▸ **TEXT BLOCK**:
● ● ● ● ●

To prevent a cup from falling off a tilted tray, we can quickly adjust our hand in response to sudden position change of the cup. How can we solve such complex visuomotor control problems in a very limited time with an object’s position and motion information, which would be signaled by separate pathways1 in the brain? To answer this question, we need to reveal the precise temporal dynamics of information processing representing position and motion, which is, however, still difficult to be assessed directly by brain imaging or neural recording techniques. One way to solve this is to tackle an important and controversial question whether the quick visually-evoked adjustments in reaching a target are directly driven by the target position information2,3,4,5. We intuitively consider that the planning and execution of such goal-directed reaching movements always require the position representation of the target. Interestingly, even a target is presented independently of its inside, background, or surrounding motion, the perceived target position is illusorily shifted in the direction of the visual motion: i.e., motion-induced position shift (MIPS)4,6,7,8,9,10,11. Several recent studies have shown that actions (manual pointing and saccadic eye movements), as well as perception, are biased by motion signals12,13,14,15,16,17. The prevailing view, therefore, assumes that quick manual reactions are induced, not directly by the visual motion itself, but indirectly by the illusorily shifted target representation regardless of whether or not we are perceptually aware of it18. On the other hand, because rapid responses are induced only by the background motion even in the absence of an explicit target2, a contrasting view predicts that visual motion can directly affect manual responses, not via influences on the representation of a target position2,5.

Here we dissociate the signals from direct and indirect pathways linking visual motion to manual control, based on their respective latencies. Specifically, we show that the motion-position interaction effect (i.e., the MIPS effect) on the reaching movement appears long after the initiation of rapid visuomotor responses and these rapid visuomotor responses are triggered directly by motion information.


In the experiment, we adopted an online reaching task (Fig. 1a). The internal texture started to drift in a horizontal direction with or without an accompanying target shift in the same direction (double- and single-drift conditions, respectively). Two other target conditions were also used to prevent anticipatory responses (see Methods for details).

● ● ● ● ●

▸ **SHORT EXERCISE A**: In the text on visuomotor control, what does the abbreviation MIPS stand for?
The text and the records were drawn from separate sources.

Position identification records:
● ● ● ● ●

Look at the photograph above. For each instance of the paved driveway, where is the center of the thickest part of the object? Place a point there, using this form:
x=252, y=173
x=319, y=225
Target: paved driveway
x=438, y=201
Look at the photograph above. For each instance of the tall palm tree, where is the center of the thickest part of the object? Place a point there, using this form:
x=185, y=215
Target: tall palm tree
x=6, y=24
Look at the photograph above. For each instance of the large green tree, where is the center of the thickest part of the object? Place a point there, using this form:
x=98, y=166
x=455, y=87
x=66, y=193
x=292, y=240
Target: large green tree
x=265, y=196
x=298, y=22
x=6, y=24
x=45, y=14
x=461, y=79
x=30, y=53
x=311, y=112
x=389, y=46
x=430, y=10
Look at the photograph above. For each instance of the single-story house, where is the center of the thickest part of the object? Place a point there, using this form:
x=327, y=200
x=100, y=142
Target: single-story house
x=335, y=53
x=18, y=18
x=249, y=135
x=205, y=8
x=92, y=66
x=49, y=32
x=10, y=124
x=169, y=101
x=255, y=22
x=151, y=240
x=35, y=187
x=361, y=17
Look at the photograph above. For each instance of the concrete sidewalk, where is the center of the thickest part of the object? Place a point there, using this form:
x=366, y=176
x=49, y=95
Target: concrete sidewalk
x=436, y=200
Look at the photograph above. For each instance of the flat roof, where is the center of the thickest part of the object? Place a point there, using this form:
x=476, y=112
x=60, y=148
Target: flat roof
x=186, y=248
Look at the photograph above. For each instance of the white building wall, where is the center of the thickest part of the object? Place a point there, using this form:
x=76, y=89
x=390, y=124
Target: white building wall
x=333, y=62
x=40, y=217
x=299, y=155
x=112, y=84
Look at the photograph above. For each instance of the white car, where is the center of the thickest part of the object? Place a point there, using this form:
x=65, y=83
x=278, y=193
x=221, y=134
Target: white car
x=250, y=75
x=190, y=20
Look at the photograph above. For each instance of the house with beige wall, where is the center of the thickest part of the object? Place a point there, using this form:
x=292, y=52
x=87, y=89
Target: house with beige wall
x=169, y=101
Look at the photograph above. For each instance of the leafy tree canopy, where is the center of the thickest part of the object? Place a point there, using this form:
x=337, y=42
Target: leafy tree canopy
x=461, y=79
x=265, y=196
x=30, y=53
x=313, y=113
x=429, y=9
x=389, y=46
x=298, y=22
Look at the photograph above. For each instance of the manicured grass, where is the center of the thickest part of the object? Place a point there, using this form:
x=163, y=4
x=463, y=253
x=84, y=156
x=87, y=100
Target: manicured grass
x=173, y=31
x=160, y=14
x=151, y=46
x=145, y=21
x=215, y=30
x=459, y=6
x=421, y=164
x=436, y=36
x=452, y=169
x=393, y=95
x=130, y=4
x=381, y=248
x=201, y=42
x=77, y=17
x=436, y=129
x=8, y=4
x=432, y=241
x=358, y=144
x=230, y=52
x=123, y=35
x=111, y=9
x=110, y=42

● ● ● ● ●

▸ **SHORT EXERCISE B**: Filter the records, keeping every line that contains the string "palm".

▸ **SOLUTION A**: Motion-induced position shift.

▸ **SOLUTION B**:
Look at the photograph above. For each instance of the tall palm tree, where is the center of the thickest part of the object? Place a point there, using this form:
Target: tall palm tree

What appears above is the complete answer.